(Beginning of Records for this task)

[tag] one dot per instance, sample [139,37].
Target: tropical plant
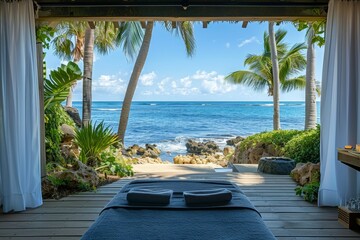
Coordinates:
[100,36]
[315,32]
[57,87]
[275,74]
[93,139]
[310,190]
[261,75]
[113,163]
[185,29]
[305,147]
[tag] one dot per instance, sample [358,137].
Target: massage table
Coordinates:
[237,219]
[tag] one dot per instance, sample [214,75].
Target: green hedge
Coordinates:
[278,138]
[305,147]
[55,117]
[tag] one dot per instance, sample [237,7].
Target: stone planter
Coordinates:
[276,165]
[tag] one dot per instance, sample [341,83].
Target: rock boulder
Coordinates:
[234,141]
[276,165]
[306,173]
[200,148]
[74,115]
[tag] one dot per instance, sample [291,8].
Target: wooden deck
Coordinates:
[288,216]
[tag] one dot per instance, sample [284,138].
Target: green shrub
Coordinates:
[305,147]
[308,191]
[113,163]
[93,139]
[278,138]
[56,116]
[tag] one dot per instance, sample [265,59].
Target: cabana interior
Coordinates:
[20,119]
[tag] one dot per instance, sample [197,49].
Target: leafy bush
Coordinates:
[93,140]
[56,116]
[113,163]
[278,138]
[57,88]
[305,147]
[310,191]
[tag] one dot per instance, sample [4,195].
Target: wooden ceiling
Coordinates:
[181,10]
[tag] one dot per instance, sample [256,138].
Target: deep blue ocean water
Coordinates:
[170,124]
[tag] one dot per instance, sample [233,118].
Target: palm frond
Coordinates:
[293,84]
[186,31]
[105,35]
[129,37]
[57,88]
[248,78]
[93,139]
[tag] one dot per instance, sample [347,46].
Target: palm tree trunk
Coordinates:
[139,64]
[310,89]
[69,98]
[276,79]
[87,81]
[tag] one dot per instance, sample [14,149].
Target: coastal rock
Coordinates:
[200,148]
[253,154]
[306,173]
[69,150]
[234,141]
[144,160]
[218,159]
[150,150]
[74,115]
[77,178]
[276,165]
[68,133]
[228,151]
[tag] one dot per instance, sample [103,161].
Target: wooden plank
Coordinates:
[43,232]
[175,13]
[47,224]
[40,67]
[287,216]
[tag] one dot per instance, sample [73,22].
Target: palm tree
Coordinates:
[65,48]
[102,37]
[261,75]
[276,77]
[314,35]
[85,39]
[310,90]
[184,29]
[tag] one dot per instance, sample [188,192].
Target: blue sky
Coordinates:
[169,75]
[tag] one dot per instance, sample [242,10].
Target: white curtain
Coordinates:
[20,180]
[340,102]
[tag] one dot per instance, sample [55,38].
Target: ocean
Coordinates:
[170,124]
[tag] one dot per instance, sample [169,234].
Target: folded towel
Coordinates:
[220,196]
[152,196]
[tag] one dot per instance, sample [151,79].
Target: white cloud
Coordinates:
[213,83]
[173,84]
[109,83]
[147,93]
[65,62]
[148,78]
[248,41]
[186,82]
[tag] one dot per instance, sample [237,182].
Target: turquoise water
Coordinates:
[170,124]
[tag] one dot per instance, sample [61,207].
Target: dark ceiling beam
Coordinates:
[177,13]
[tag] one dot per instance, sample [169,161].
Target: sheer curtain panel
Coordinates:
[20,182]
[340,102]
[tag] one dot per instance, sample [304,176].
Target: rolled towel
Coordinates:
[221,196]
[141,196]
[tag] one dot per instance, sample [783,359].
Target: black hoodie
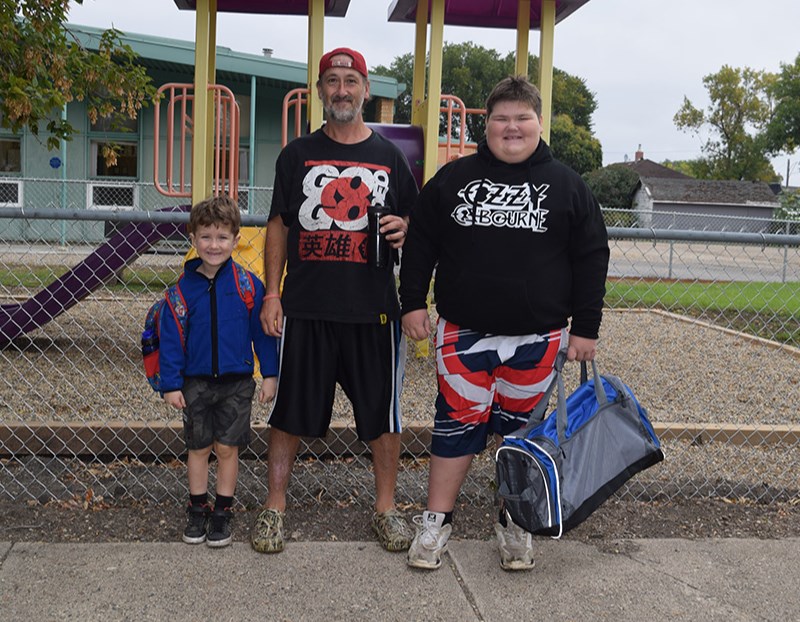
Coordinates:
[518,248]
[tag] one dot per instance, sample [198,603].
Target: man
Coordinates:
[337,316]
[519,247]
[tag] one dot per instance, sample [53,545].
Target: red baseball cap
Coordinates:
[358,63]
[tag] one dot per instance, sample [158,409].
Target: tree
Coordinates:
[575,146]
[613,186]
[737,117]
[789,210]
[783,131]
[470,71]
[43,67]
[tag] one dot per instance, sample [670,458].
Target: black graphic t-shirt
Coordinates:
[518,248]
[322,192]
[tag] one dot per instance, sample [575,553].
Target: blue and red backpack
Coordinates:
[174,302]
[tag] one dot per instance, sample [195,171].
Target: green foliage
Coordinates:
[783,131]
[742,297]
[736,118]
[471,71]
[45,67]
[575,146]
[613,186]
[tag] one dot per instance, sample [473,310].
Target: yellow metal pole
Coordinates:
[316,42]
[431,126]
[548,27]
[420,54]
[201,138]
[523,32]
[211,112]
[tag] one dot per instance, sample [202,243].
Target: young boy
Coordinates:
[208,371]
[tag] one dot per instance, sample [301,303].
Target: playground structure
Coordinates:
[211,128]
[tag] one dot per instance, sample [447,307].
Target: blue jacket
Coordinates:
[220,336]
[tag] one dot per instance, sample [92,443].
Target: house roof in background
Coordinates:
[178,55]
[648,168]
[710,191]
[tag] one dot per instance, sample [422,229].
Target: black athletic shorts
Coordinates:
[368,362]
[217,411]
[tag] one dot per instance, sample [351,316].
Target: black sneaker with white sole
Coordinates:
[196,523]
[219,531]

(End of Records for this task)

Please retype the whole listing above exactly, without any of its images.

[tag] one dot per instance, sample [139,37].
Target: tropical plant
Coordinates:
[100,36]
[315,32]
[57,87]
[275,74]
[93,139]
[310,190]
[261,75]
[113,163]
[185,29]
[305,147]
[tag] one dot per instance, sample [358,137].
Target: massage table
Coordinates:
[237,219]
[tag] one dot per instance, sample [214,75].
Target: green hedge
Coordinates:
[278,138]
[305,147]
[55,117]
[tag] one dot per instance, sample [237,7].
Target: stone planter
Coordinates:
[276,165]
[tag] one dot per instance, sample [341,83].
Target: rock boulder
Coordinates:
[234,141]
[276,165]
[306,173]
[200,148]
[74,115]
[tag] one dot per instance, sample [291,8].
Target: wooden deck
Coordinates:
[288,216]
[tag] one dot per instance, sample [284,138].
Target: green shrub
Coordinates:
[305,147]
[308,191]
[113,163]
[93,139]
[278,138]
[56,116]
[tag] one dot per instance, sample [265,59].
Target: cabana interior
Coordinates:
[20,119]
[tag] one dot per instance, sample [197,49].
Target: leafy bush
Coordinates:
[93,140]
[56,116]
[113,163]
[278,138]
[57,88]
[305,147]
[310,191]
[tag] one dot per instance, sample [4,195].
Target: wooden ceiling
Coordinates:
[181,10]
[tag] one dot per instance, sample [256,138].
Target: deep blue ocean water
Coordinates:
[170,124]
[tag] one dot per instance, sample [233,118].
Target: palm frond
Coordinates:
[293,84]
[186,31]
[105,35]
[129,37]
[57,88]
[248,78]
[93,139]
[tag] one dot per instance, sample [347,46].
Target: palm tree trunk
Coordinates:
[139,64]
[310,89]
[69,98]
[276,79]
[87,81]
[tag] one dot per instance, sample [14,149].
Target: coastal rock
Coordinates:
[200,148]
[253,154]
[306,173]
[69,150]
[234,141]
[144,160]
[218,159]
[150,150]
[74,115]
[77,178]
[276,165]
[68,133]
[228,151]
[tag] one dot per instance, sample [103,161].
Target: wooden plank
Coordinates:
[43,232]
[175,13]
[47,224]
[40,67]
[287,216]
[tag] one dot per instance, sample [73,22].
Target: palm tree
Coordinates:
[65,48]
[102,37]
[261,75]
[276,77]
[314,35]
[85,39]
[310,90]
[184,29]
[tag] one dot per instance, sample [188,192].
Target: blue sky
Coordinates:
[169,75]
[tag] one dot per instance, sample [242,10].
Target: white curtain
Coordinates:
[20,180]
[340,102]
[tag] one dot per instance, sample [55,38].
Target: ocean
Coordinates:
[170,124]
[tag] one dot per instance, sample [169,234].
Target: folded towel
Coordinates:
[220,196]
[152,196]
[tag] one dot per instance, sample [151,79].
Target: white cloud
Coordinates:
[213,83]
[173,84]
[109,83]
[147,93]
[65,62]
[148,78]
[248,41]
[186,82]
[tag] one dot per instance, sample [237,182].
Target: turquoise water
Coordinates:
[170,124]
[tag] one dot per instance, sample [61,207].
Target: dark ceiling beam
Coordinates:
[177,13]
[tag] one dot per instance, sample [169,161].
Target: sheer curtain panel
Coordinates:
[20,182]
[340,102]
[tag] one dot per instance, sample [304,176].
Target: rolled towel
Coordinates:
[221,196]
[141,196]
[tag] one dot per instance, sample [783,359].
Target: black hoodie
Coordinates:
[518,248]
[tag] one dot per instance, sample [198,603].
Target: man
Coordinates:
[337,316]
[519,247]
[tag] one dot per instance, sample [53,545].
Target: red baseball cap
Coordinates:
[358,63]
[tag] one dot per instance, sample [158,409].
Target: tree
Coordinates:
[575,146]
[613,186]
[737,117]
[789,210]
[783,131]
[470,71]
[43,67]
[tag] one dot per instance, sample [670,458].
Target: black graphic t-shirt
Coordinates:
[518,248]
[322,192]
[tag] one dot per instance, sample [575,553].
Target: blue and red backpack
Coordinates:
[174,302]
[tag] one dot per instance, sample [195,171].
Target: green foliage
Coordinates:
[783,131]
[742,297]
[736,118]
[471,71]
[45,67]
[575,146]
[613,186]
[tag] one dot per instance, sample [473,310].
Target: yellow metal pole
Coordinates:
[316,42]
[431,126]
[548,27]
[420,54]
[201,138]
[523,32]
[211,112]
[tag] one dot per instance, sample [202,243].
Target: young boy
Coordinates:
[208,371]
[tag] one dot per instance, sample [301,303].
Target: playground structure
Coordinates:
[211,128]
[tag] one dot per instance, sample [447,307].
Target: blue jacket
Coordinates:
[220,336]
[tag] one dot per instance, sample [92,443].
Target: house roof in background
Coordinates:
[178,55]
[648,168]
[710,191]
[tag] one dot per instance, sample [422,229].
Target: black athletic shorts
Coordinates:
[368,362]
[217,411]
[tag] one dot per instance, sample [351,316].
Target: black sneaker with white sole
Coordinates:
[196,523]
[219,531]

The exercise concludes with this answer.